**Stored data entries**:
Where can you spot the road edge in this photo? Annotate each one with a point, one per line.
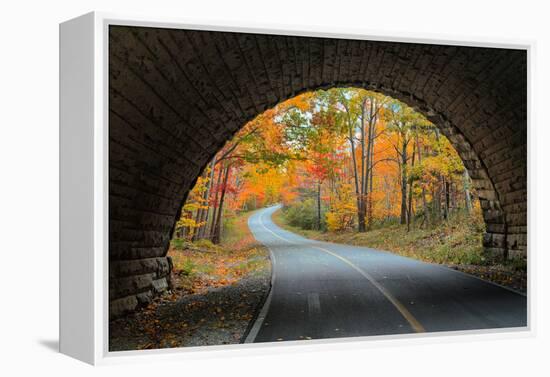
(252, 331)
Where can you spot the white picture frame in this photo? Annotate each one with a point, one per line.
(84, 191)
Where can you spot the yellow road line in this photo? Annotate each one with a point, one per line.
(395, 302)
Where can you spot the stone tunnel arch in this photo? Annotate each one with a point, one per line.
(176, 96)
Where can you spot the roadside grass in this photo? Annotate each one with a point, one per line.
(456, 243)
(200, 265)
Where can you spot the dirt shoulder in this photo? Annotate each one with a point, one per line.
(216, 293)
(456, 244)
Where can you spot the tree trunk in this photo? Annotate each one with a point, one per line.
(216, 236)
(404, 182)
(319, 205)
(467, 194)
(215, 204)
(446, 199)
(411, 183)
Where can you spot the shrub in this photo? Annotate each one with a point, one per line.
(303, 215)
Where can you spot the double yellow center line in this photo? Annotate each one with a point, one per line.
(417, 327)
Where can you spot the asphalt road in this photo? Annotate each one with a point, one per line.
(325, 290)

**EXERCISE DIRECTIONS**: No line before the one with "Where can you spot the double" belongs in the answer; copy that line and the rest of the records exactly.

**SOLUTION TO THIS TASK**:
Where can you spot the double yellow center line in this photo? Annotate each one with a point, one per line.
(417, 327)
Where can you spot the asphalt road in this photo? Annotate each one with a point, one per line.
(325, 290)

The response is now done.